■ TASK DETAILS:
The listing below holds a line with "Note to the class: point at the parked" and a line with "Note to the class: point at the church bell". Reproduce those two lines exactly, plus everything between them.

>>

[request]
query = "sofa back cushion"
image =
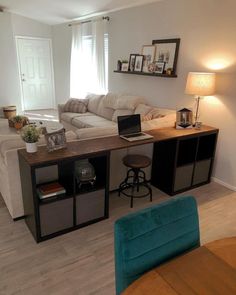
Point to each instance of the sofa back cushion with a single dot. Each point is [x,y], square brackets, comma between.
[128,102]
[104,111]
[109,100]
[75,105]
[121,113]
[94,101]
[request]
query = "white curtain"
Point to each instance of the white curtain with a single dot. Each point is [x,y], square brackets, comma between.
[89,64]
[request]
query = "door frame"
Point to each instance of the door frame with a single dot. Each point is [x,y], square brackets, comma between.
[18,37]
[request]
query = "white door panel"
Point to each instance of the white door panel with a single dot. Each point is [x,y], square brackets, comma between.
[36,73]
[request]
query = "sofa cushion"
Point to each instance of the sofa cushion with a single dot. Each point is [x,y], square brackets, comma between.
[95,132]
[142,109]
[121,113]
[75,105]
[104,111]
[91,121]
[67,117]
[109,100]
[128,102]
[93,103]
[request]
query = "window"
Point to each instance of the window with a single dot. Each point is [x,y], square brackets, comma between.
[89,60]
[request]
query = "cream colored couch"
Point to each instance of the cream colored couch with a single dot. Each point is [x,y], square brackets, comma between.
[10,184]
[102,111]
[100,121]
[96,122]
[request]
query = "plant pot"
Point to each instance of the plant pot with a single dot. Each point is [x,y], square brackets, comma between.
[31,147]
[9,111]
[18,126]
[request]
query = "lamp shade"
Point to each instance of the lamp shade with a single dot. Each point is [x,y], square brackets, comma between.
[201,84]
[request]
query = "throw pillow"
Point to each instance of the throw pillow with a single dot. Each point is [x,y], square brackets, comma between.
[109,100]
[142,109]
[128,102]
[75,105]
[121,113]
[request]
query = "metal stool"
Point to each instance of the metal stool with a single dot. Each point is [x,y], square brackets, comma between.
[137,177]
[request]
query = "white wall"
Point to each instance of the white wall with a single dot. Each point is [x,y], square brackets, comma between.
[61,57]
[12,25]
[208,41]
[23,26]
[9,87]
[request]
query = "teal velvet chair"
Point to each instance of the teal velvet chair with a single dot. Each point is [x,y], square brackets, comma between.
[147,238]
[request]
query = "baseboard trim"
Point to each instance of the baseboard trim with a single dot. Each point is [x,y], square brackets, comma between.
[233,188]
[19,218]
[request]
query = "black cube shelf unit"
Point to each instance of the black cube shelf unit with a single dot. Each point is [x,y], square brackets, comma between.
[182,159]
[183,163]
[74,209]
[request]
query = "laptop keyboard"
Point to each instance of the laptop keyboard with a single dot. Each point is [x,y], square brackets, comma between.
[133,135]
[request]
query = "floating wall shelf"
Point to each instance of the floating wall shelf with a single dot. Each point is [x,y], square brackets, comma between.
[147,74]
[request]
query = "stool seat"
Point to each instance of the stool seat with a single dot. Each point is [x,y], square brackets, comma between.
[135,178]
[136,161]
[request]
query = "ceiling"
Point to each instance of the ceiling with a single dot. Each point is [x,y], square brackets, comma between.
[59,11]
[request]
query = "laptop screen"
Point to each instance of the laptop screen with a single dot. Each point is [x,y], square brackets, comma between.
[129,124]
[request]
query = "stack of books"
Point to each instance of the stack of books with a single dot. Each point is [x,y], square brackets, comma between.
[50,190]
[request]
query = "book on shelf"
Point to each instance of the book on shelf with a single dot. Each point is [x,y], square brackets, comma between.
[49,190]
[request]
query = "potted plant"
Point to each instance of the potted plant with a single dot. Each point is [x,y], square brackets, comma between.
[30,134]
[18,122]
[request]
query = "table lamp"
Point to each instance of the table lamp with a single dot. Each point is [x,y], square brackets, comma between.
[200,84]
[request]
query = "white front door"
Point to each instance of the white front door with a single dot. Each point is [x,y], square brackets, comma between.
[36,73]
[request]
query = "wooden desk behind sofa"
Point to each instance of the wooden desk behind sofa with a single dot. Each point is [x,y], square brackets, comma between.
[182,159]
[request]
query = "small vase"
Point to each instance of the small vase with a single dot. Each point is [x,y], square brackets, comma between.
[31,147]
[18,126]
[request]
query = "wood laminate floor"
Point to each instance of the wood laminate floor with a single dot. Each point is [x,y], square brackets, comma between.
[81,262]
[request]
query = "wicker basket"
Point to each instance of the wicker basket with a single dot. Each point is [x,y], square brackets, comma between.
[9,111]
[11,122]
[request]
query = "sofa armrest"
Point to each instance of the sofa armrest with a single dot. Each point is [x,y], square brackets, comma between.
[60,110]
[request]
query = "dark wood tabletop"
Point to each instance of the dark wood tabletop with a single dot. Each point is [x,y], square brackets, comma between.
[99,145]
[207,270]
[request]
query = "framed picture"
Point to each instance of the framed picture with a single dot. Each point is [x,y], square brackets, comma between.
[138,66]
[148,51]
[167,51]
[132,61]
[56,140]
[159,67]
[124,67]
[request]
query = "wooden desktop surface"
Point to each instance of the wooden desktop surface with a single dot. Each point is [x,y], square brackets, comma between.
[89,147]
[208,270]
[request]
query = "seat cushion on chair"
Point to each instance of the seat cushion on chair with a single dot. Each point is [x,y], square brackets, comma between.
[137,161]
[149,237]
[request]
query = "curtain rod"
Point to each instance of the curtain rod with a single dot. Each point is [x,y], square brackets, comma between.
[88,21]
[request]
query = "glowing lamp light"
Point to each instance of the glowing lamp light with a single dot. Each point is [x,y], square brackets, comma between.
[200,84]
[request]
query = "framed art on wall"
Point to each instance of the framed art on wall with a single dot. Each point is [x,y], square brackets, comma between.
[138,67]
[56,140]
[159,67]
[167,51]
[132,61]
[148,52]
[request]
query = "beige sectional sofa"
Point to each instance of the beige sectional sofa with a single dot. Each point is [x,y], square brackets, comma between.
[98,120]
[100,117]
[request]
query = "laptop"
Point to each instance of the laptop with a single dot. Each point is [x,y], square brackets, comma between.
[129,128]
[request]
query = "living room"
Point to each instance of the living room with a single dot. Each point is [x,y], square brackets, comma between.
[206,30]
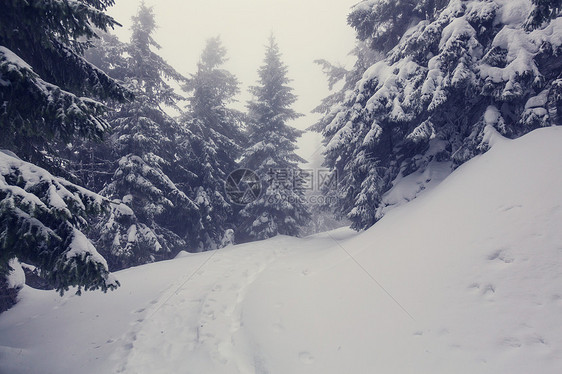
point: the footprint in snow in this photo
(306, 358)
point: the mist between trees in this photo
(96, 176)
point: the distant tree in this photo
(543, 12)
(215, 140)
(48, 85)
(143, 164)
(271, 154)
(449, 77)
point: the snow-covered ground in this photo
(464, 279)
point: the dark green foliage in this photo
(46, 79)
(383, 22)
(281, 209)
(143, 165)
(41, 221)
(543, 11)
(46, 90)
(214, 137)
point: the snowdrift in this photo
(464, 279)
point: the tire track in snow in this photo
(198, 321)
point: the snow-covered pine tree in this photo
(214, 136)
(452, 76)
(46, 90)
(147, 154)
(47, 85)
(43, 223)
(281, 208)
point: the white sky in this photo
(305, 30)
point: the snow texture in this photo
(464, 279)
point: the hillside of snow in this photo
(464, 279)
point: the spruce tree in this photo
(47, 91)
(214, 137)
(47, 85)
(281, 208)
(147, 154)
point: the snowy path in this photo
(196, 322)
(465, 279)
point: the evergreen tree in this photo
(215, 137)
(543, 11)
(448, 80)
(271, 154)
(147, 155)
(46, 90)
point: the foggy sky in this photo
(305, 30)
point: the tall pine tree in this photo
(147, 153)
(214, 136)
(456, 73)
(281, 208)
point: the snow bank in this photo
(463, 279)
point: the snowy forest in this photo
(110, 158)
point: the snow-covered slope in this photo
(464, 279)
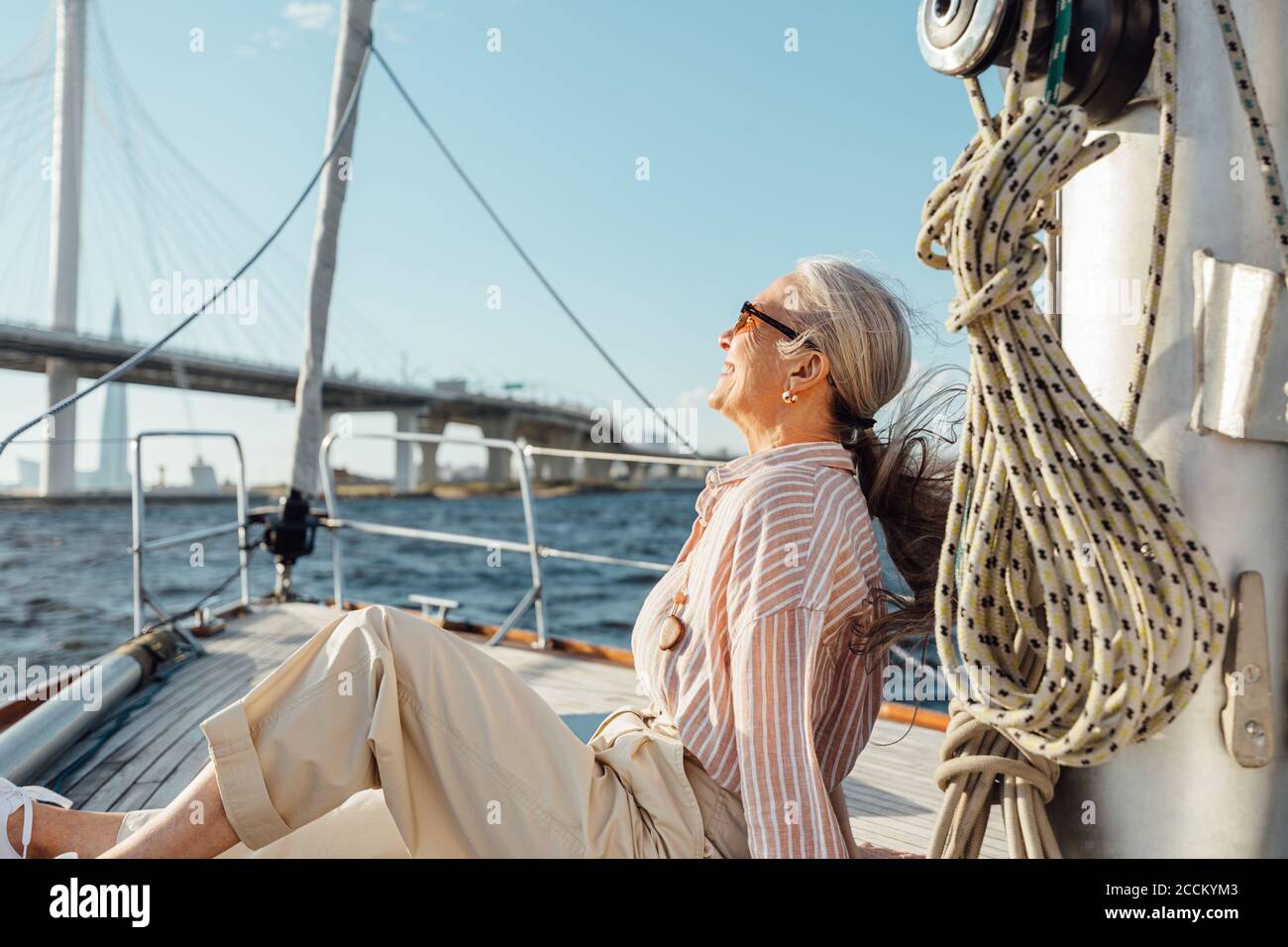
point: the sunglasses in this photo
(750, 312)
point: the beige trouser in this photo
(385, 736)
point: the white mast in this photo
(58, 474)
(1183, 793)
(351, 46)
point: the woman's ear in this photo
(810, 369)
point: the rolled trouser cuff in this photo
(241, 779)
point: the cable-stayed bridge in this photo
(127, 210)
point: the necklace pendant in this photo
(673, 633)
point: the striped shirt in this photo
(764, 686)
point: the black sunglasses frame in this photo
(748, 309)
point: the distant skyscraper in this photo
(114, 467)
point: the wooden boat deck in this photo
(143, 758)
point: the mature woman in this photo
(761, 652)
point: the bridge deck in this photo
(159, 748)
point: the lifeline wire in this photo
(145, 352)
(518, 249)
(1073, 596)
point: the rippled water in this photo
(64, 573)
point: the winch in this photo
(288, 532)
(1111, 44)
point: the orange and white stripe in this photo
(765, 686)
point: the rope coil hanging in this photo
(1073, 596)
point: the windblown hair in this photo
(864, 329)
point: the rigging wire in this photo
(518, 248)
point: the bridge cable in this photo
(518, 248)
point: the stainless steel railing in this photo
(535, 595)
(138, 513)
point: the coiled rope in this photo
(1073, 596)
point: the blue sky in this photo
(756, 157)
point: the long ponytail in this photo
(863, 326)
(907, 482)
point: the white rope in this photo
(1072, 591)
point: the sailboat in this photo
(1212, 415)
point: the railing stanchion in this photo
(329, 493)
(529, 519)
(243, 552)
(138, 501)
(137, 530)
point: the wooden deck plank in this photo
(890, 792)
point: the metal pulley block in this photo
(1111, 46)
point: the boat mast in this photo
(1183, 793)
(58, 472)
(351, 47)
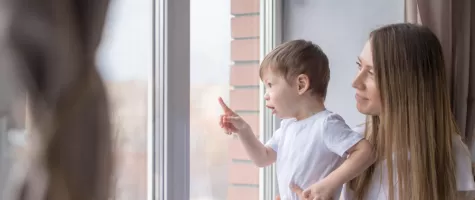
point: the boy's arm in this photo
(361, 156)
(259, 153)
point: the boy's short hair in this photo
(297, 57)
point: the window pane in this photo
(125, 61)
(224, 62)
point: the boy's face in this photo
(280, 96)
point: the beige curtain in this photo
(53, 43)
(453, 21)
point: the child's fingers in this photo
(231, 119)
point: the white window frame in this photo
(169, 98)
(271, 36)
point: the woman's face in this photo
(368, 99)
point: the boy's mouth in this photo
(271, 108)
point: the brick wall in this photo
(244, 95)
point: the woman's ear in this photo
(303, 83)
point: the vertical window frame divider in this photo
(270, 37)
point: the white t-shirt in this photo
(379, 189)
(309, 149)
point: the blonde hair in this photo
(416, 118)
(297, 57)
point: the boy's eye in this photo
(359, 65)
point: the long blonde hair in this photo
(416, 124)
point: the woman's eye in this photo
(359, 65)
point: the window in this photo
(212, 49)
(125, 62)
(224, 61)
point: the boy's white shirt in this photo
(308, 150)
(378, 187)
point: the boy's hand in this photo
(230, 121)
(317, 191)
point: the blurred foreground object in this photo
(53, 45)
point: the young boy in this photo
(312, 145)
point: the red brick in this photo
(245, 50)
(244, 6)
(253, 120)
(245, 75)
(245, 26)
(243, 193)
(243, 173)
(245, 99)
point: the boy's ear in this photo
(303, 83)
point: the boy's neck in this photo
(309, 108)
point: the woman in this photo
(401, 87)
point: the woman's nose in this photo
(358, 82)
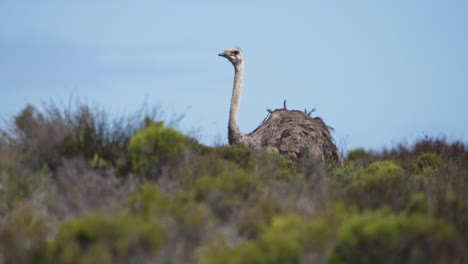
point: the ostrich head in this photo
(234, 55)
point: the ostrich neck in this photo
(234, 134)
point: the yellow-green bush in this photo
(427, 163)
(104, 238)
(381, 183)
(149, 202)
(156, 146)
(356, 154)
(279, 243)
(388, 238)
(23, 235)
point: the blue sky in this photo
(379, 72)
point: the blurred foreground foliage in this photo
(77, 186)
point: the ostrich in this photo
(292, 133)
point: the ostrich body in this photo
(290, 132)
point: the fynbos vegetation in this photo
(79, 187)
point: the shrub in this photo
(427, 163)
(238, 153)
(380, 238)
(105, 238)
(225, 192)
(23, 235)
(357, 154)
(279, 243)
(149, 202)
(156, 146)
(381, 183)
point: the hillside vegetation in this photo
(77, 186)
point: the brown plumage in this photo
(292, 133)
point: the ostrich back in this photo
(296, 135)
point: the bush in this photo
(100, 238)
(23, 235)
(381, 238)
(427, 163)
(149, 202)
(155, 147)
(381, 183)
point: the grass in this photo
(77, 186)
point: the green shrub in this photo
(238, 153)
(149, 202)
(104, 238)
(356, 154)
(156, 146)
(382, 238)
(427, 163)
(279, 243)
(381, 183)
(418, 204)
(251, 223)
(226, 191)
(23, 235)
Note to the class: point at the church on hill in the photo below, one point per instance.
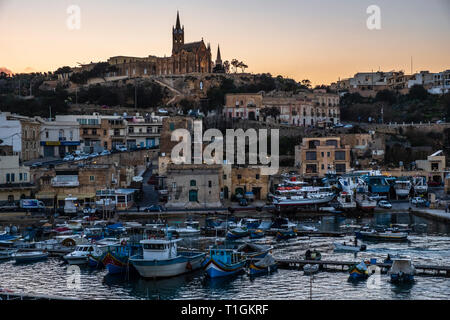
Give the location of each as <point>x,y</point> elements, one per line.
<point>193,57</point>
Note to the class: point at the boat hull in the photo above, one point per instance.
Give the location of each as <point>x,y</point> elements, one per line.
<point>217,269</point>
<point>167,268</point>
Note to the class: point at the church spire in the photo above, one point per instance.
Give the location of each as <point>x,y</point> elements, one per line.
<point>178,25</point>
<point>219,58</point>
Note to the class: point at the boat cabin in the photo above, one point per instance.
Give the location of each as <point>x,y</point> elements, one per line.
<point>159,249</point>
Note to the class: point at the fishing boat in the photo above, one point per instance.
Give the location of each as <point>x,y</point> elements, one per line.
<point>364,203</point>
<point>237,233</point>
<point>223,262</point>
<point>381,235</point>
<point>343,247</point>
<point>161,259</point>
<point>402,270</point>
<point>313,255</point>
<point>285,234</point>
<point>256,234</point>
<point>253,251</point>
<point>309,269</point>
<point>7,254</point>
<point>116,259</point>
<point>81,254</point>
<point>263,266</point>
<point>358,272</point>
<point>402,188</point>
<point>346,201</point>
<point>30,256</point>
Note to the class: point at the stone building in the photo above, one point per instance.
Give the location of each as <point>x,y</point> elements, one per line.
<point>194,186</point>
<point>15,180</point>
<point>317,156</point>
<point>245,180</point>
<point>193,57</point>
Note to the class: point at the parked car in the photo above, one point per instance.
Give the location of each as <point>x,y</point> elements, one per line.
<point>155,208</point>
<point>384,204</point>
<point>418,200</point>
<point>36,164</point>
<point>69,157</point>
<point>243,202</point>
<point>434,184</point>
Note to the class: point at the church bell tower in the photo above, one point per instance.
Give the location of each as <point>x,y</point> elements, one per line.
<point>177,36</point>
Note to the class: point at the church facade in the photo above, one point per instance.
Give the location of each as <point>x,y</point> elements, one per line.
<point>194,57</point>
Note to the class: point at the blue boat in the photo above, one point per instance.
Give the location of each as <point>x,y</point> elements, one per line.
<point>263,266</point>
<point>237,233</point>
<point>358,272</point>
<point>161,259</point>
<point>116,259</point>
<point>223,262</point>
<point>286,234</point>
<point>256,234</point>
<point>402,271</point>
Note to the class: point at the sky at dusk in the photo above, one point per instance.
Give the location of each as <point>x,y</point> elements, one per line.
<point>320,40</point>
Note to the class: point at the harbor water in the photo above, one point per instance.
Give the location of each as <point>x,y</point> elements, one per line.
<point>429,243</point>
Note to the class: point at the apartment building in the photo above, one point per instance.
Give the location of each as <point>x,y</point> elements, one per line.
<point>317,156</point>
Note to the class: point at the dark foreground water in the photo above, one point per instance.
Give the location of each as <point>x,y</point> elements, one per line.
<point>429,244</point>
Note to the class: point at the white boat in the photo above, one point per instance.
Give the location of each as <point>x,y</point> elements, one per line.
<point>420,185</point>
<point>81,254</point>
<point>348,248</point>
<point>402,270</point>
<point>402,188</point>
<point>7,254</point>
<point>310,268</point>
<point>346,201</point>
<point>161,259</point>
<point>30,256</point>
<point>363,202</point>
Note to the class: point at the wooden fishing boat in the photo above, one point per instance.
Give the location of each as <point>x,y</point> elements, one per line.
<point>223,262</point>
<point>263,266</point>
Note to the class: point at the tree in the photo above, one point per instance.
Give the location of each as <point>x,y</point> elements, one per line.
<point>235,64</point>
<point>226,66</point>
<point>418,92</point>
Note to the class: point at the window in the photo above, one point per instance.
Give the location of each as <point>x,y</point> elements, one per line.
<point>311,155</point>
<point>339,155</point>
<point>193,196</point>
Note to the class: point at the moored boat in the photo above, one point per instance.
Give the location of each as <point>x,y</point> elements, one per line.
<point>402,270</point>
<point>263,266</point>
<point>358,272</point>
<point>223,262</point>
<point>161,259</point>
<point>30,256</point>
<point>237,233</point>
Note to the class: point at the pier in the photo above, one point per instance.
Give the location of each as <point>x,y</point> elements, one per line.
<point>334,265</point>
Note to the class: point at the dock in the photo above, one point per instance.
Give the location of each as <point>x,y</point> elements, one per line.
<point>334,265</point>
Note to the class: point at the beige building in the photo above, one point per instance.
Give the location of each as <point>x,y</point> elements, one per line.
<point>14,180</point>
<point>249,179</point>
<point>194,186</point>
<point>434,166</point>
<point>317,156</point>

<<

■ EXERCISE RESULT:
Note to the class: point at the parked car in the photo above, one point per instance.
Give the location of each as <point>x,y</point> elements, one per line.
<point>155,208</point>
<point>384,204</point>
<point>418,200</point>
<point>36,164</point>
<point>69,157</point>
<point>243,202</point>
<point>434,184</point>
Note to the class: point at the church bell tower in the photo above, one point per instance.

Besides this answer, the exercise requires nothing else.